§ Texte fourni
* * * * * * * * *

Traduction par Raphaël Kempf
Pendant que les opérations militaires se déchainent sur Gaza, le collectif Activestills, composé de photographes israéliens, palestiniens et internationaux, rappelle par l’image la lutte au long cours que mènent les activistes palestiniens pour leur liberté et leur terre. Un quotidien fait d’occupations, de camps montés ad hoc pour protester contre la colonisation israélienne et répéter qu’on ne peut faire taire par les armes.
Dans le cadre de son travail de visibilisation de la lutte populaire palestinienne, Activestills a documenté chacun des principaux camps de protestations, créés comme moyens d’action directe pour résister à la confiscation continue de terres en Cisjordanie pour la colonisation israélienne.
Le camp Ein Hijleh est resté sur pied sept jours : de loin le plus long des camps de protestation établis depuis 2013. Le premier d’entre eux, le village Bab al-Shams, avait été construit pour protester contre les colonies israéliennes à « E1 », une zone-clé à l’est de Jérusalem où la colonisation – incessante – menace de couper en deux la Cisjordanie et de séparer Jérusalem du reste des territoires occupés, privant ainsi un hypothétique État palestinien de toute assise territoriale.
Il y a eu, parmi les autres camps de protestation, l’éphémère Al-Manatir proche d’un avant-poste d’une colonie israélienne surplombant le village de Burin, au nord de la Cisjordanie, ainsi que Ahfad Younis, un quartier de Bab al-Shams, construit pour protester contre une visite de Barak Obama. D’autres actions plus modestes dans la région de Bethléem et sur les collines au sud d’Hébron ont été démantelées presque dans la foulée de leur création.

* * * * * * * * *

§ Vos tâches
a – D'après le texte sur les camps de protestation palestiniens, combien de temps le camp Ein Hijleh est-il resté sur pied ?
b – Prolongez le texte sur les camps de protestation palestiniens en reprenant juste après sa dernière phrase.

* * * * * * * * *

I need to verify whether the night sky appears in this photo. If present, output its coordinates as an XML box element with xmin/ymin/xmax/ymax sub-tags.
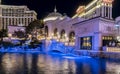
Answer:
<box><xmin>2</xmin><ymin>0</ymin><xmax>120</xmax><ymax>19</ymax></box>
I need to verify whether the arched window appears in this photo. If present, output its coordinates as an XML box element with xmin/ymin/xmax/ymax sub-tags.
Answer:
<box><xmin>54</xmin><ymin>28</ymin><xmax>58</xmax><ymax>37</ymax></box>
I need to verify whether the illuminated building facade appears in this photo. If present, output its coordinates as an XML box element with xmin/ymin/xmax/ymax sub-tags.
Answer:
<box><xmin>44</xmin><ymin>0</ymin><xmax>118</xmax><ymax>51</ymax></box>
<box><xmin>0</xmin><ymin>0</ymin><xmax>37</xmax><ymax>29</ymax></box>
<box><xmin>74</xmin><ymin>0</ymin><xmax>113</xmax><ymax>19</ymax></box>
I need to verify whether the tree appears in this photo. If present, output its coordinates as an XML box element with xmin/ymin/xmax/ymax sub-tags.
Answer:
<box><xmin>0</xmin><ymin>29</ymin><xmax>8</xmax><ymax>42</ymax></box>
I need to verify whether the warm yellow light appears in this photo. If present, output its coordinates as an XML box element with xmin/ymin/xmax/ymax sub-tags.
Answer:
<box><xmin>103</xmin><ymin>0</ymin><xmax>114</xmax><ymax>4</ymax></box>
<box><xmin>8</xmin><ymin>33</ymin><xmax>12</xmax><ymax>37</ymax></box>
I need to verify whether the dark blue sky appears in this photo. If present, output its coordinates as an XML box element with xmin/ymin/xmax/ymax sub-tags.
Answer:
<box><xmin>2</xmin><ymin>0</ymin><xmax>120</xmax><ymax>19</ymax></box>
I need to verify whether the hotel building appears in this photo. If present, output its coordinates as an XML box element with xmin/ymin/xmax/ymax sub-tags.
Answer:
<box><xmin>0</xmin><ymin>0</ymin><xmax>37</xmax><ymax>29</ymax></box>
<box><xmin>44</xmin><ymin>0</ymin><xmax>120</xmax><ymax>51</ymax></box>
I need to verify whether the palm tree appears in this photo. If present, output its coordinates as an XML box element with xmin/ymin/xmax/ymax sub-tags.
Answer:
<box><xmin>26</xmin><ymin>20</ymin><xmax>44</xmax><ymax>34</ymax></box>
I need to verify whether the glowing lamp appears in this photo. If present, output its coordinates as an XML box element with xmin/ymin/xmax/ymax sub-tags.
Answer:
<box><xmin>103</xmin><ymin>0</ymin><xmax>114</xmax><ymax>3</ymax></box>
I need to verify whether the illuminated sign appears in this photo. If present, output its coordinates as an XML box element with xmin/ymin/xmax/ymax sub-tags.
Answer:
<box><xmin>103</xmin><ymin>0</ymin><xmax>114</xmax><ymax>3</ymax></box>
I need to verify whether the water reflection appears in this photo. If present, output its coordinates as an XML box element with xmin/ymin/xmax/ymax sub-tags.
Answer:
<box><xmin>0</xmin><ymin>53</ymin><xmax>120</xmax><ymax>74</ymax></box>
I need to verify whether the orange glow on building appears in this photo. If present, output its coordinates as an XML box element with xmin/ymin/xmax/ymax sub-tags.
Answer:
<box><xmin>76</xmin><ymin>6</ymin><xmax>85</xmax><ymax>14</ymax></box>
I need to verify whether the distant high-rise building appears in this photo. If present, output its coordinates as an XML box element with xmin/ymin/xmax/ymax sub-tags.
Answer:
<box><xmin>74</xmin><ymin>0</ymin><xmax>114</xmax><ymax>19</ymax></box>
<box><xmin>0</xmin><ymin>0</ymin><xmax>37</xmax><ymax>29</ymax></box>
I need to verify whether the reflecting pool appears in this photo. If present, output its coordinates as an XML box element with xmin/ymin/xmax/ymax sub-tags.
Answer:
<box><xmin>0</xmin><ymin>53</ymin><xmax>120</xmax><ymax>74</ymax></box>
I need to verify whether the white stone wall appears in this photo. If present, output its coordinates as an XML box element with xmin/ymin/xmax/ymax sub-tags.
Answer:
<box><xmin>75</xmin><ymin>17</ymin><xmax>114</xmax><ymax>51</ymax></box>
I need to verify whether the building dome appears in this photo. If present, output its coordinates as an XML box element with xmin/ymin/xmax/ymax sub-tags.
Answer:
<box><xmin>44</xmin><ymin>8</ymin><xmax>63</xmax><ymax>22</ymax></box>
<box><xmin>115</xmin><ymin>16</ymin><xmax>120</xmax><ymax>23</ymax></box>
<box><xmin>46</xmin><ymin>12</ymin><xmax>62</xmax><ymax>18</ymax></box>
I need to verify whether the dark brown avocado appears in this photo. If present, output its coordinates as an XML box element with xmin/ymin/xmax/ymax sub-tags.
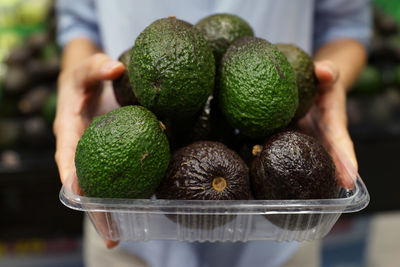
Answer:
<box><xmin>251</xmin><ymin>131</ymin><xmax>339</xmax><ymax>230</ymax></box>
<box><xmin>113</xmin><ymin>49</ymin><xmax>139</xmax><ymax>107</ymax></box>
<box><xmin>156</xmin><ymin>141</ymin><xmax>250</xmax><ymax>229</ymax></box>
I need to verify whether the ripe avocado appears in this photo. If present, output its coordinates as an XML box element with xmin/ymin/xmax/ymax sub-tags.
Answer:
<box><xmin>113</xmin><ymin>49</ymin><xmax>139</xmax><ymax>107</ymax></box>
<box><xmin>195</xmin><ymin>14</ymin><xmax>254</xmax><ymax>66</ymax></box>
<box><xmin>129</xmin><ymin>17</ymin><xmax>215</xmax><ymax>117</ymax></box>
<box><xmin>157</xmin><ymin>141</ymin><xmax>250</xmax><ymax>200</ymax></box>
<box><xmin>75</xmin><ymin>106</ymin><xmax>170</xmax><ymax>198</ymax></box>
<box><xmin>156</xmin><ymin>141</ymin><xmax>250</xmax><ymax>229</ymax></box>
<box><xmin>276</xmin><ymin>44</ymin><xmax>318</xmax><ymax>120</ymax></box>
<box><xmin>251</xmin><ymin>131</ymin><xmax>339</xmax><ymax>230</ymax></box>
<box><xmin>219</xmin><ymin>37</ymin><xmax>298</xmax><ymax>137</ymax></box>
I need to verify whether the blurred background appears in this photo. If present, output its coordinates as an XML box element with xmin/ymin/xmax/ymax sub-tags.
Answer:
<box><xmin>0</xmin><ymin>0</ymin><xmax>400</xmax><ymax>267</ymax></box>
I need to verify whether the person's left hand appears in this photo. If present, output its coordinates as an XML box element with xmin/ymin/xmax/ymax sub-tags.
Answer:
<box><xmin>299</xmin><ymin>61</ymin><xmax>358</xmax><ymax>186</ymax></box>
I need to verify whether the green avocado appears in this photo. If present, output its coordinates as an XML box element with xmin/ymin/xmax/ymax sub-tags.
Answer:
<box><xmin>219</xmin><ymin>37</ymin><xmax>298</xmax><ymax>137</ymax></box>
<box><xmin>351</xmin><ymin>65</ymin><xmax>384</xmax><ymax>94</ymax></box>
<box><xmin>75</xmin><ymin>106</ymin><xmax>170</xmax><ymax>198</ymax></box>
<box><xmin>195</xmin><ymin>14</ymin><xmax>254</xmax><ymax>66</ymax></box>
<box><xmin>129</xmin><ymin>17</ymin><xmax>215</xmax><ymax>117</ymax></box>
<box><xmin>276</xmin><ymin>44</ymin><xmax>318</xmax><ymax>120</ymax></box>
<box><xmin>113</xmin><ymin>49</ymin><xmax>139</xmax><ymax>107</ymax></box>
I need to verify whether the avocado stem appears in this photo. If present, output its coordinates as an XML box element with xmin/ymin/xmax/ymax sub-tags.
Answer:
<box><xmin>251</xmin><ymin>145</ymin><xmax>262</xmax><ymax>156</ymax></box>
<box><xmin>158</xmin><ymin>121</ymin><xmax>167</xmax><ymax>132</ymax></box>
<box><xmin>212</xmin><ymin>176</ymin><xmax>226</xmax><ymax>192</ymax></box>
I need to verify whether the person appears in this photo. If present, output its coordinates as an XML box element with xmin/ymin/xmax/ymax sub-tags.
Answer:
<box><xmin>54</xmin><ymin>0</ymin><xmax>371</xmax><ymax>267</ymax></box>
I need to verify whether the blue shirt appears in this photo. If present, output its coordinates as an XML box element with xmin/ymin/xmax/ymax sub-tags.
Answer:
<box><xmin>57</xmin><ymin>0</ymin><xmax>371</xmax><ymax>267</ymax></box>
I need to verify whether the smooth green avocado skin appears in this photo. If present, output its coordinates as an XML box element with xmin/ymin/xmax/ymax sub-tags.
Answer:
<box><xmin>195</xmin><ymin>13</ymin><xmax>254</xmax><ymax>66</ymax></box>
<box><xmin>129</xmin><ymin>17</ymin><xmax>215</xmax><ymax>117</ymax></box>
<box><xmin>219</xmin><ymin>37</ymin><xmax>298</xmax><ymax>138</ymax></box>
<box><xmin>75</xmin><ymin>106</ymin><xmax>170</xmax><ymax>198</ymax></box>
<box><xmin>276</xmin><ymin>44</ymin><xmax>318</xmax><ymax>120</ymax></box>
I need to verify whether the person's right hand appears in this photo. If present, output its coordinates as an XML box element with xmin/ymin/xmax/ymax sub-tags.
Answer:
<box><xmin>53</xmin><ymin>53</ymin><xmax>125</xmax><ymax>248</ymax></box>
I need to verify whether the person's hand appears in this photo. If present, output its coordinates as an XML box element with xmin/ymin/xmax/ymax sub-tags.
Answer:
<box><xmin>299</xmin><ymin>61</ymin><xmax>358</xmax><ymax>187</ymax></box>
<box><xmin>53</xmin><ymin>53</ymin><xmax>125</xmax><ymax>248</ymax></box>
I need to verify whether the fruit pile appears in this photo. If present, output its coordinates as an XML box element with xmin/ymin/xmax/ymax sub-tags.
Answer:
<box><xmin>75</xmin><ymin>14</ymin><xmax>338</xmax><ymax>216</ymax></box>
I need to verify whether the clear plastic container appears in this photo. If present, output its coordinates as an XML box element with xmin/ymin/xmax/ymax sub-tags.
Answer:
<box><xmin>60</xmin><ymin>114</ymin><xmax>369</xmax><ymax>242</ymax></box>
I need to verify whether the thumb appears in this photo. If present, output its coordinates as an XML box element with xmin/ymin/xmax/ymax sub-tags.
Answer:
<box><xmin>314</xmin><ymin>60</ymin><xmax>339</xmax><ymax>88</ymax></box>
<box><xmin>75</xmin><ymin>53</ymin><xmax>125</xmax><ymax>87</ymax></box>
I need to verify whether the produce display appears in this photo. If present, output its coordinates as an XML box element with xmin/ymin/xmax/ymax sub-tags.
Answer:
<box><xmin>0</xmin><ymin>0</ymin><xmax>60</xmax><ymax>156</ymax></box>
<box><xmin>347</xmin><ymin>7</ymin><xmax>400</xmax><ymax>138</ymax></box>
<box><xmin>75</xmin><ymin>14</ymin><xmax>339</xmax><ymax>230</ymax></box>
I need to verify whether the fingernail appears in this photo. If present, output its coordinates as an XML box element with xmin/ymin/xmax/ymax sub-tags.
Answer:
<box><xmin>323</xmin><ymin>66</ymin><xmax>337</xmax><ymax>81</ymax></box>
<box><xmin>101</xmin><ymin>60</ymin><xmax>122</xmax><ymax>72</ymax></box>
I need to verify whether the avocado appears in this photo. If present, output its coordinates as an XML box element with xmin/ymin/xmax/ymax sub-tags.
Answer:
<box><xmin>276</xmin><ymin>44</ymin><xmax>318</xmax><ymax>120</ymax></box>
<box><xmin>166</xmin><ymin>94</ymin><xmax>213</xmax><ymax>151</ymax></box>
<box><xmin>129</xmin><ymin>17</ymin><xmax>215</xmax><ymax>117</ymax></box>
<box><xmin>351</xmin><ymin>65</ymin><xmax>384</xmax><ymax>94</ymax></box>
<box><xmin>250</xmin><ymin>131</ymin><xmax>339</xmax><ymax>230</ymax></box>
<box><xmin>167</xmin><ymin>94</ymin><xmax>236</xmax><ymax>148</ymax></box>
<box><xmin>156</xmin><ymin>141</ymin><xmax>250</xmax><ymax>229</ymax></box>
<box><xmin>195</xmin><ymin>14</ymin><xmax>254</xmax><ymax>69</ymax></box>
<box><xmin>219</xmin><ymin>37</ymin><xmax>298</xmax><ymax>137</ymax></box>
<box><xmin>75</xmin><ymin>106</ymin><xmax>170</xmax><ymax>198</ymax></box>
<box><xmin>113</xmin><ymin>49</ymin><xmax>139</xmax><ymax>107</ymax></box>
<box><xmin>157</xmin><ymin>141</ymin><xmax>250</xmax><ymax>200</ymax></box>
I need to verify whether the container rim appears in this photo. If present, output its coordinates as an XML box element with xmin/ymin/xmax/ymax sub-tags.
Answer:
<box><xmin>60</xmin><ymin>174</ymin><xmax>370</xmax><ymax>215</ymax></box>
<box><xmin>59</xmin><ymin>113</ymin><xmax>370</xmax><ymax>215</ymax></box>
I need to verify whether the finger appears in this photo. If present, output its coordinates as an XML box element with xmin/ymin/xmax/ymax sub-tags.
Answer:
<box><xmin>74</xmin><ymin>53</ymin><xmax>125</xmax><ymax>87</ymax></box>
<box><xmin>335</xmin><ymin>129</ymin><xmax>358</xmax><ymax>170</ymax></box>
<box><xmin>104</xmin><ymin>239</ymin><xmax>119</xmax><ymax>249</ymax></box>
<box><xmin>55</xmin><ymin>126</ymin><xmax>84</xmax><ymax>183</ymax></box>
<box><xmin>314</xmin><ymin>60</ymin><xmax>339</xmax><ymax>87</ymax></box>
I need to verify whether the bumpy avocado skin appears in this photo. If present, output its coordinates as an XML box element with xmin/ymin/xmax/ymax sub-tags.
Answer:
<box><xmin>113</xmin><ymin>49</ymin><xmax>139</xmax><ymax>107</ymax></box>
<box><xmin>195</xmin><ymin>13</ymin><xmax>254</xmax><ymax>68</ymax></box>
<box><xmin>276</xmin><ymin>44</ymin><xmax>318</xmax><ymax>120</ymax></box>
<box><xmin>75</xmin><ymin>106</ymin><xmax>170</xmax><ymax>198</ymax></box>
<box><xmin>129</xmin><ymin>17</ymin><xmax>215</xmax><ymax>117</ymax></box>
<box><xmin>157</xmin><ymin>141</ymin><xmax>250</xmax><ymax>200</ymax></box>
<box><xmin>251</xmin><ymin>131</ymin><xmax>339</xmax><ymax>230</ymax></box>
<box><xmin>219</xmin><ymin>37</ymin><xmax>298</xmax><ymax>138</ymax></box>
<box><xmin>156</xmin><ymin>141</ymin><xmax>250</xmax><ymax>229</ymax></box>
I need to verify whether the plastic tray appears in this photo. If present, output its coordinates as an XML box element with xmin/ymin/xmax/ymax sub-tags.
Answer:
<box><xmin>60</xmin><ymin>114</ymin><xmax>369</xmax><ymax>242</ymax></box>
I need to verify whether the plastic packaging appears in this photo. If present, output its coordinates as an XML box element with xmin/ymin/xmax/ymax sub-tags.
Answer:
<box><xmin>60</xmin><ymin>114</ymin><xmax>369</xmax><ymax>242</ymax></box>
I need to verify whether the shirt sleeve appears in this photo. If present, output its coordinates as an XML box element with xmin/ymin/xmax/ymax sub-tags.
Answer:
<box><xmin>56</xmin><ymin>0</ymin><xmax>102</xmax><ymax>47</ymax></box>
<box><xmin>313</xmin><ymin>0</ymin><xmax>372</xmax><ymax>51</ymax></box>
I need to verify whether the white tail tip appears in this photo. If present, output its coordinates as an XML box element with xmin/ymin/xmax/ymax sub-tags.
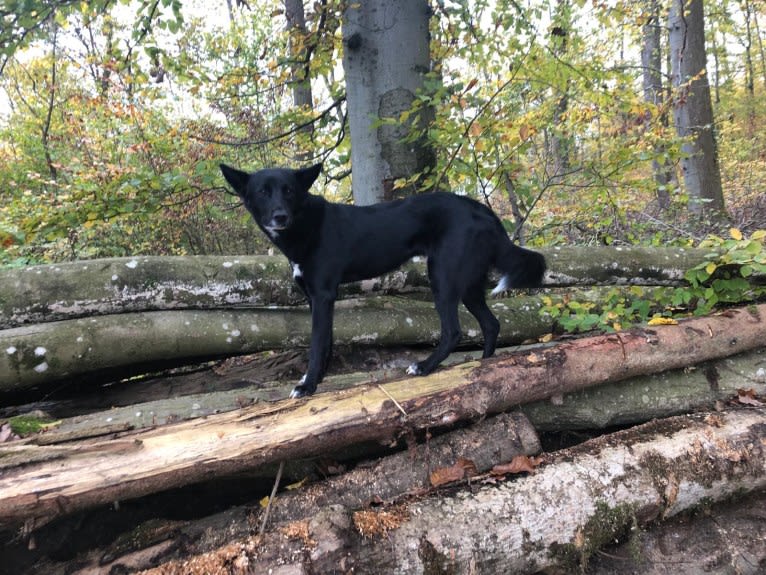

* * * * * * * * *

§ Réponses par tâche
a – Sept jours.

b –
Les camps ont toujours été établis avec l’autorisation des propriétaires des terrains. Mais en raison de leur proximité avec des colonies israéliennes ou des bases militaires, ainsi que de la nature politique de leur présence, les autorités israéliennes les ont expulsés de force et systématiquement démolis. Les interpellations d’activistes ont souvent été violentes et nombre d’entre eux ont dû être hospitalisés.
Lorsque le camp d’Ein Hijleh a été créé, au cours des négociations parrainées par les États-Unis, le premier ministre israélien Benjamin Netanyahu avait déjà clairement affirmé qu’il « n’avait l’intention de déraciner aucun citoyen israélien » de la Cisjordanie, et il avait insisté sur la nécessité de garder le contrôle sur la vallée du Jourdain. En plein milieu de l’actuelle offensive à Gaza, il a été encore plus direct en affirmant qu’il « ne peut pas y avoir de situation, quel que soit l’accord, où nous abandonnerions le contrôle de la sécurité sur le territoire situé à l’ouest du Jourdain »(source).
Tandis que la colonisation et les offensives militaires israéliennes se poursuivent en toute impunité, des actions directes non violentes comme les camps de protestation palestiniens ont été l’un des rares moyens de créer une situation alternative sur le terrain.
Comme l’ont dit les organisateurs du village de protestation d’Ein Hijleh, la campagne intitulée Melh al-Ard (le Sel de la Terre) a été créée dans le but de « refuser le statu quo politique, en particulier alors que se déroulent des négociations inutiles qui détruisent les droits de notre peuple à l’émancipation et les privent de toute revendication de leur terre ».
Le collectif Activestills a été créé en 2005 avec la conviction que la photographie est un vecteur de transformation sociale et politique. Il se sert du pouvoir des images pour sensibiliser le public à des questions qui sont généralement absentes du débat. Plutôt que d’adopter une approche consensuelle et soi-disant objective, Activestills considère que son travail participe du combat contre toutes les formes d’oppression, de racisme et contre les violations des droits humains fondamentaux.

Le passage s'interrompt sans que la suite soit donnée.